# RAW RECORDS:
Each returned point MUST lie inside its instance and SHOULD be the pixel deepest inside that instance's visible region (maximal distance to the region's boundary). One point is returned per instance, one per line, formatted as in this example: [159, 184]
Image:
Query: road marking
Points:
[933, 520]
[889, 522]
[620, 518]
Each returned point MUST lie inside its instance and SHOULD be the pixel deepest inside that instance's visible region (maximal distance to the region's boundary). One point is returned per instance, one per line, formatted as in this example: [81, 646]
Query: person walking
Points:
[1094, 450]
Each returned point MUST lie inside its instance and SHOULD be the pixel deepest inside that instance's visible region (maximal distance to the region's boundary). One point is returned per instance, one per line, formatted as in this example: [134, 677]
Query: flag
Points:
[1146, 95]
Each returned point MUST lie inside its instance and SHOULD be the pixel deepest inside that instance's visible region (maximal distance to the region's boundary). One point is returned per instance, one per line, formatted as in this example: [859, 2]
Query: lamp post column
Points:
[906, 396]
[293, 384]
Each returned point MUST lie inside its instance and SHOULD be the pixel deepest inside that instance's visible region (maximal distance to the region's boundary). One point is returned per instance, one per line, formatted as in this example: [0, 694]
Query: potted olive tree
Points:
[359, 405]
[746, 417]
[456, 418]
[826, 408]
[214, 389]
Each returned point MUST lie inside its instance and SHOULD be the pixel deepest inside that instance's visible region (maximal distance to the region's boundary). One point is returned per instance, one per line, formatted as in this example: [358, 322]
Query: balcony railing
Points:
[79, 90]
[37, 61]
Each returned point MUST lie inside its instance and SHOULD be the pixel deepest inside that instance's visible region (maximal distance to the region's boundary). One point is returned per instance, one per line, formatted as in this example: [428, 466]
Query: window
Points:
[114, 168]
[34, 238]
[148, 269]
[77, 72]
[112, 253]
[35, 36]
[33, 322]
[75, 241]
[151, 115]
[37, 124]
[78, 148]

# TASK TO CARRY OUT:
Reproduce every one of the rows above verbatim, keeping their order.

# SOLUTION TO THIS PROBLEM:
Each returned point MUST lie inside its instance and SHOULD be the pixel deepest inside that instance's visible region (maximal distance to the region's boundary). One point is returned per instance, one per line, formatted as in this example: [159, 184]
Image:
Query: road marking
Points:
[933, 520]
[889, 522]
[620, 518]
Each returned point MUST lie inside its instance and SHOULD be the pixel deepest inside that instance's visible region (maximal distance to the region's boundary). One point is returned per instance, one per line, formatted as in this example: [81, 646]
Query: person walking
Points:
[1094, 450]
Each returned point MUST lie inside its instance and SHOULD be the pixel deepest inside that instance's visible region (maximal distance to the region's boundary). One point is returned per instance, one per line, formatted as in this example: [134, 677]
Query: flag
Points:
[1146, 95]
Each returned point MUST lie inside its instance and SHOULD be the pixel deepest inside that instance's visible region (maximal distance to the region's boundary). One point is returned per instance, one per line, formatted as in this example: [859, 2]
Query: lamp post column
Points:
[906, 396]
[293, 384]
Each returned point MUST lie inside its instance and SHOULD be the pixel deepest inside that instance's visible region (maximal distance to the region's boundary). One point is returned per instance, one per line, formatted as in this example: [0, 694]
Query: potted olive tree
Points:
[359, 405]
[746, 417]
[456, 418]
[826, 408]
[214, 389]
Each returned point MUST lie inside its instance and SHOULD be the pixel deepest inside that instance's visible region (maximal distance to the region's boundary). One point is returned per instance, one per line, formatted as in this example: [358, 322]
Query: balcony railing
Points:
[79, 90]
[37, 61]
Each returned point MUST lie inside its instance and SHOULD be the pixel deepest inside that instance's visible region (maximal distance to the region's boundary). One point is returned per instance, one per line, formatted as in this example: [428, 466]
Query: window
Points:
[114, 168]
[34, 238]
[148, 269]
[77, 72]
[112, 253]
[35, 36]
[33, 322]
[75, 241]
[151, 115]
[37, 124]
[78, 148]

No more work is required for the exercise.